__EXERCISE DIRECTIONS__. Quote the listing below in its entirety, omitting every image.

__ENTRIES PROVIDED__.

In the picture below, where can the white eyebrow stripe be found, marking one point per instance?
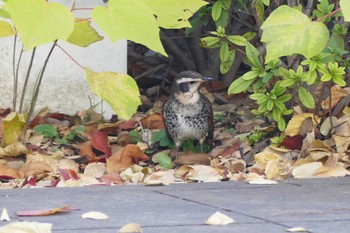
(186, 80)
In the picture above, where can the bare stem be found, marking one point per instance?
(38, 83)
(75, 61)
(15, 77)
(26, 80)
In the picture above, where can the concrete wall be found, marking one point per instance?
(64, 87)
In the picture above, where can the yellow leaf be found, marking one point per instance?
(293, 127)
(264, 157)
(118, 90)
(12, 127)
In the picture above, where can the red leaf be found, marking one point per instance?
(99, 141)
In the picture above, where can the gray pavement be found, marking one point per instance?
(319, 205)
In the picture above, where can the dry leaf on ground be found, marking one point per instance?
(131, 227)
(94, 215)
(125, 157)
(219, 219)
(26, 227)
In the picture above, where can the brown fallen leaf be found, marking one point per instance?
(125, 157)
(13, 150)
(152, 121)
(99, 141)
(85, 149)
(45, 212)
(192, 158)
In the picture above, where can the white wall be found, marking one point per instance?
(64, 88)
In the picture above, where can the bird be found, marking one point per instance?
(187, 113)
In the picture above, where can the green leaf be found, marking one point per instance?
(83, 34)
(224, 51)
(131, 20)
(239, 85)
(210, 42)
(161, 137)
(306, 98)
(120, 91)
(250, 75)
(164, 160)
(39, 22)
(288, 31)
(6, 29)
(216, 10)
(225, 66)
(253, 55)
(47, 130)
(172, 14)
(238, 40)
(345, 9)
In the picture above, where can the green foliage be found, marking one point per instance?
(164, 160)
(161, 138)
(47, 130)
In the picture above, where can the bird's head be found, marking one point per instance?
(187, 83)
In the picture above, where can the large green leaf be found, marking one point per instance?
(131, 20)
(174, 14)
(39, 22)
(118, 90)
(6, 29)
(345, 9)
(83, 34)
(288, 31)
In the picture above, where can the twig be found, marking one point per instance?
(38, 83)
(26, 79)
(15, 77)
(75, 61)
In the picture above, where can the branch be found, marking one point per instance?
(176, 51)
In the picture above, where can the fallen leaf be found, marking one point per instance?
(26, 227)
(219, 219)
(193, 158)
(45, 212)
(338, 171)
(152, 121)
(13, 150)
(131, 227)
(95, 169)
(4, 215)
(307, 170)
(9, 172)
(12, 128)
(160, 178)
(94, 215)
(85, 149)
(112, 178)
(201, 173)
(99, 141)
(125, 157)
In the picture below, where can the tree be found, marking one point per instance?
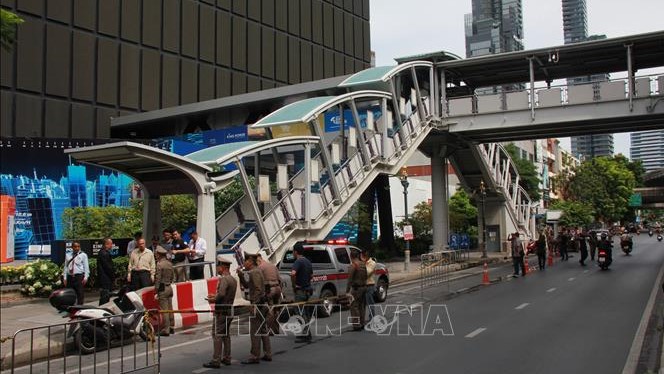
(463, 214)
(575, 214)
(605, 184)
(529, 180)
(8, 23)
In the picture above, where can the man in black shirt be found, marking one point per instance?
(301, 274)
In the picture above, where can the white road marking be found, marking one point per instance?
(476, 332)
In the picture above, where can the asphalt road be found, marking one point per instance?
(564, 319)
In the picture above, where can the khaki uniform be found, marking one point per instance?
(272, 292)
(254, 282)
(223, 316)
(164, 276)
(357, 286)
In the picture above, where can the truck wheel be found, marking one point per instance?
(381, 290)
(327, 306)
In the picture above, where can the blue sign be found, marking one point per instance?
(333, 119)
(454, 241)
(465, 241)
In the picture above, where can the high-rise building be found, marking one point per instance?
(76, 64)
(494, 26)
(575, 29)
(648, 147)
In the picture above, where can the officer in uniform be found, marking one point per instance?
(357, 286)
(223, 315)
(164, 276)
(252, 280)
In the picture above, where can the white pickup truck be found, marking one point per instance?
(330, 262)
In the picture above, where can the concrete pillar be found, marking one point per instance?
(151, 216)
(205, 224)
(439, 201)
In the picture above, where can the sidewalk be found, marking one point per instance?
(19, 312)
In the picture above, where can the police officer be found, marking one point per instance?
(252, 280)
(272, 292)
(223, 315)
(164, 276)
(357, 286)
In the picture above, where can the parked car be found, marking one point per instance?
(331, 262)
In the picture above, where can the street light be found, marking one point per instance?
(482, 198)
(404, 183)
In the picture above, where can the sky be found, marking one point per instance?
(402, 28)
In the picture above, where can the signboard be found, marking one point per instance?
(454, 241)
(635, 200)
(408, 232)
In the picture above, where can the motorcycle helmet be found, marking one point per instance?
(62, 299)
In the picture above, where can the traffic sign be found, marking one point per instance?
(408, 232)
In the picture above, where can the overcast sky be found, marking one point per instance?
(407, 27)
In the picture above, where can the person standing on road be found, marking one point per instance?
(371, 282)
(141, 269)
(105, 272)
(179, 256)
(164, 277)
(272, 292)
(196, 254)
(301, 275)
(357, 287)
(255, 284)
(76, 271)
(541, 248)
(583, 246)
(517, 254)
(223, 315)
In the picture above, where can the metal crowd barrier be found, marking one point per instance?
(105, 353)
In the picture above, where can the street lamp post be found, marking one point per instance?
(483, 197)
(404, 183)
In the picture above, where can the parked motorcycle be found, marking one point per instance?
(603, 259)
(100, 327)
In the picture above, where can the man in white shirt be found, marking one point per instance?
(196, 253)
(76, 271)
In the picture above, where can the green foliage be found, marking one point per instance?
(529, 180)
(8, 23)
(99, 222)
(40, 278)
(575, 213)
(462, 213)
(605, 184)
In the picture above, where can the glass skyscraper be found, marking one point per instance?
(575, 29)
(648, 147)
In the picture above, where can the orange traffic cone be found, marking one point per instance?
(485, 275)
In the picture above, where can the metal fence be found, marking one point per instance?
(125, 343)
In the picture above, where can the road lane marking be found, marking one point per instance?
(476, 332)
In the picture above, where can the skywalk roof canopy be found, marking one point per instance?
(564, 61)
(306, 110)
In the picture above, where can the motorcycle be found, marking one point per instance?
(603, 259)
(112, 324)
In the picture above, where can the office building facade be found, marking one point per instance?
(648, 147)
(575, 29)
(78, 63)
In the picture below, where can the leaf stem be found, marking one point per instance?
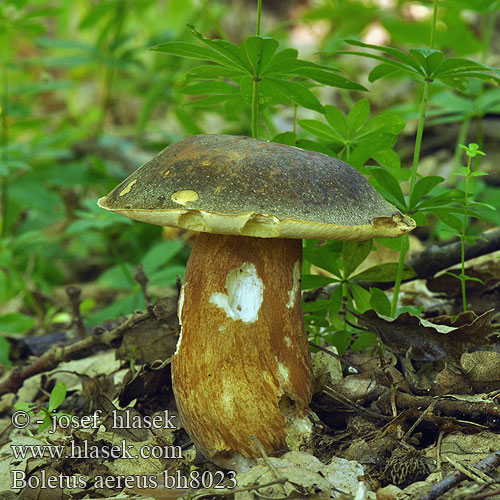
(464, 232)
(414, 171)
(405, 245)
(255, 86)
(433, 26)
(4, 141)
(255, 107)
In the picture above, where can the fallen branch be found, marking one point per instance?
(471, 410)
(436, 258)
(487, 464)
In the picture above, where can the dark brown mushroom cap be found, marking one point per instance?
(237, 185)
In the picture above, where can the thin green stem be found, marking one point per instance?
(255, 87)
(4, 141)
(462, 137)
(420, 134)
(259, 16)
(110, 71)
(405, 245)
(414, 171)
(255, 107)
(118, 258)
(464, 232)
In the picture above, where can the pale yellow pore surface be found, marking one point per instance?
(268, 226)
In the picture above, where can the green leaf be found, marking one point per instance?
(384, 273)
(382, 70)
(167, 276)
(57, 396)
(260, 51)
(389, 183)
(387, 158)
(213, 87)
(190, 50)
(118, 277)
(295, 92)
(16, 323)
(320, 129)
(422, 187)
(288, 138)
(211, 71)
(315, 306)
(358, 115)
(4, 352)
(429, 59)
(325, 257)
(353, 254)
(380, 302)
(396, 53)
(341, 339)
(282, 59)
(310, 281)
(361, 296)
(214, 100)
(336, 119)
(449, 219)
(330, 78)
(230, 52)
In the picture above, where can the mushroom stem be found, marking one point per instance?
(242, 364)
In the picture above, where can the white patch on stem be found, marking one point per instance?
(292, 294)
(245, 293)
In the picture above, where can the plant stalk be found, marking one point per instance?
(255, 87)
(416, 158)
(464, 230)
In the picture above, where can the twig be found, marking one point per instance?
(268, 462)
(485, 465)
(334, 355)
(351, 404)
(201, 494)
(445, 407)
(438, 454)
(74, 294)
(434, 258)
(419, 419)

__ANSWER FOR THE TASK__.
In the picture below, where can the white eyebrow stripe be found, marking one point per instance?
(186, 80)
In the picture above, where can the bare stem be found, marking one point per instance?
(38, 83)
(75, 61)
(15, 77)
(26, 80)
In the picture above, where can the concrete wall be found, marking one point per instance?
(64, 87)
In the picture above, where can the yellow leaf be found, marking one point per instance?
(293, 127)
(264, 157)
(118, 90)
(12, 127)
In the picture above, where can the red leaf be found, marking one point per instance?
(99, 141)
In the picture above, where can the gray pavement be found, marking one point per instance?
(319, 205)
In the picture above, where can the dry leaf on ground be found, marking one point per instance?
(131, 227)
(94, 215)
(125, 157)
(219, 219)
(26, 227)
In the picture above, where can the brown fallen leaf be found, marking one point per instance?
(125, 157)
(13, 150)
(152, 121)
(99, 141)
(85, 149)
(45, 212)
(192, 158)
In the picture above, where can the white wall be found, marking one point per instance?
(64, 88)
In the picture above, where can the bird be found, marking one point per instance?
(187, 113)
In the picture above, where can the green leaf be found, marking one point per instance?
(83, 34)
(224, 51)
(131, 20)
(239, 85)
(210, 42)
(161, 137)
(306, 98)
(120, 91)
(250, 75)
(164, 160)
(39, 22)
(288, 31)
(6, 29)
(216, 10)
(225, 66)
(253, 55)
(47, 130)
(172, 14)
(238, 40)
(345, 9)
In the picture above, where can the green foliage be found, marking one point per instance?
(164, 160)
(161, 138)
(47, 130)
In the picture above, where can the bird's head be found, marking one point per instance?
(187, 83)
In the picture above, where can the large green leaf be found, marking one point per instance?
(131, 20)
(174, 14)
(39, 22)
(118, 90)
(6, 29)
(345, 9)
(83, 34)
(288, 31)
In the picture above, where can the twig be found, marking one point per instance?
(38, 83)
(26, 79)
(15, 77)
(75, 61)
In the picture above, where can the branch be found, marking one point per instance?
(176, 51)
In the picture above, where can the fallen leaf be found, marking one point per instance?
(26, 227)
(219, 219)
(193, 158)
(45, 212)
(338, 171)
(152, 121)
(13, 150)
(131, 227)
(95, 169)
(4, 215)
(307, 170)
(9, 172)
(12, 128)
(160, 178)
(94, 215)
(85, 149)
(112, 178)
(201, 173)
(99, 141)
(125, 157)
In the picture below, where can the tree be found, marking one point per instance?
(463, 214)
(575, 214)
(605, 184)
(529, 180)
(8, 23)
In the picture above, where can the man in black shirt be found, marking one point per instance?
(301, 274)
In the picture above, where can the white road marking be found, marking one point per instance?
(476, 332)
In the picture above, where can the asphalt road be found, marking one point per instance?
(564, 319)
In the picture above, where can the khaki uniform be found, marking one point per instance?
(272, 292)
(254, 282)
(223, 316)
(164, 276)
(357, 286)
In the picture above, where can the truck wheel be found, marking one point per instance?
(381, 290)
(327, 306)
In the picture above, where can the blue sign be found, marking one point per instance?
(333, 119)
(454, 241)
(465, 241)
In the picture above, where can the high-rise building be found, marking one point per instance?
(76, 64)
(494, 26)
(575, 29)
(648, 147)
In the picture above, where can the officer in uniform be found, marking one point per instance?
(357, 286)
(223, 315)
(164, 276)
(252, 280)
In the picture above, where can the white pickup truck be found, marking one point per instance?
(330, 262)
In the picture above, where can the concrete pillar be found, marking one point per instance?
(151, 216)
(205, 224)
(439, 201)
In the picture above, where can the sidewalk be found, marking one point per instance?
(19, 312)
In the picture above, where can the police officer be found, marking one point per instance?
(252, 280)
(272, 292)
(223, 315)
(164, 276)
(357, 286)
In the picture above, where can the parked car be found, marking one point per instance?
(331, 262)
In the picture above, where can the street light be found, marking one point per instance?
(482, 198)
(404, 183)
In the picture above, where can the sky be found, marking one point per instance?
(402, 28)
In the picture above, where can the signboard be found, marking one point per instance?
(454, 241)
(635, 200)
(408, 232)
In the picture above, where can the motorcycle helmet be found, marking one point per instance?
(62, 299)
In the picture above, where can the traffic sign be found, marking one point per instance?
(408, 232)
In the picture above, where can the overcast sky be found, marking one point per instance?
(407, 27)
In the picture above, where can the person standing on road be found, marking one point per instance?
(371, 282)
(141, 269)
(105, 272)
(179, 256)
(164, 277)
(272, 292)
(196, 254)
(301, 275)
(357, 287)
(255, 284)
(76, 271)
(541, 248)
(583, 246)
(517, 254)
(223, 315)
In the picture above, where can the metal crowd barrier be found, marking one point per instance?
(105, 353)
In the picture above, where can the street lamp post be found, marking one point per instance?
(483, 197)
(404, 183)
In the picture above, where can the parked motorcycle be found, marking one point per instance?
(603, 259)
(100, 327)
In the picture above, where can the man in white shirt be found, marking one point per instance?
(196, 253)
(76, 271)
In the picture above, where can the green foliage be found, marking one point per instance?
(529, 180)
(8, 23)
(99, 222)
(40, 278)
(575, 213)
(462, 213)
(605, 184)
In the picture above, where can the glass skyscraper be found, marking one point per instance?
(575, 29)
(648, 147)
In the picture above, where can the orange traffic cone be found, marking one point per instance?
(485, 275)
In the picture above, where can the metal fence be found, marking one point per instance?
(125, 343)
In the picture above, where can the road lane marking be found, marking one point per instance?
(476, 332)
In the picture above, where can the skywalk roof canopy be found, marking one point per instance?
(564, 61)
(306, 110)
In the picture above, where can the motorcycle be found, marking one point per instance?
(603, 259)
(112, 324)
In the picture above, where can the office building facade be found, marking one point per instance?
(648, 147)
(575, 29)
(78, 63)
In the picture below, where can the leaf stem be found, marking one point per instance?
(464, 232)
(414, 171)
(405, 245)
(255, 86)
(433, 26)
(4, 141)
(255, 107)
In the picture above, where can the fallen branch be found, marking one point per instance?
(471, 410)
(436, 258)
(487, 464)
In the picture above, where can the dark brown mushroom cap be found, marking one point per instance?
(237, 185)
In the picture above, where can the thin green stem be found, marking one point per instance?
(255, 87)
(4, 141)
(462, 137)
(420, 134)
(259, 16)
(110, 71)
(405, 245)
(414, 171)
(255, 107)
(118, 258)
(464, 232)
In the picture above, where can the pale yellow pore surface be found, marking one point per instance?
(268, 226)
In the picture above, where can the green leaf be found, marking one point per instance?
(384, 273)
(382, 70)
(167, 276)
(57, 396)
(260, 51)
(389, 183)
(387, 158)
(213, 87)
(190, 50)
(118, 277)
(295, 92)
(16, 323)
(320, 129)
(422, 187)
(288, 138)
(211, 71)
(315, 306)
(358, 115)
(4, 352)
(429, 59)
(325, 257)
(353, 254)
(380, 302)
(396, 53)
(341, 339)
(282, 59)
(310, 281)
(361, 296)
(214, 100)
(336, 119)
(449, 219)
(330, 78)
(230, 52)
In the picture above, where can the mushroom stem be found, marking one point per instance?
(242, 364)
In the picture above, where can the white patch on stem be found, marking one point per instance?
(292, 294)
(245, 293)
In the picture above, where can the plant stalk be found, marking one point per instance?
(255, 87)
(416, 158)
(464, 230)
In the picture above, where can the twig be found, marking one point per instance?
(268, 462)
(485, 465)
(334, 355)
(351, 404)
(201, 494)
(445, 407)
(438, 454)
(74, 294)
(434, 258)
(419, 419)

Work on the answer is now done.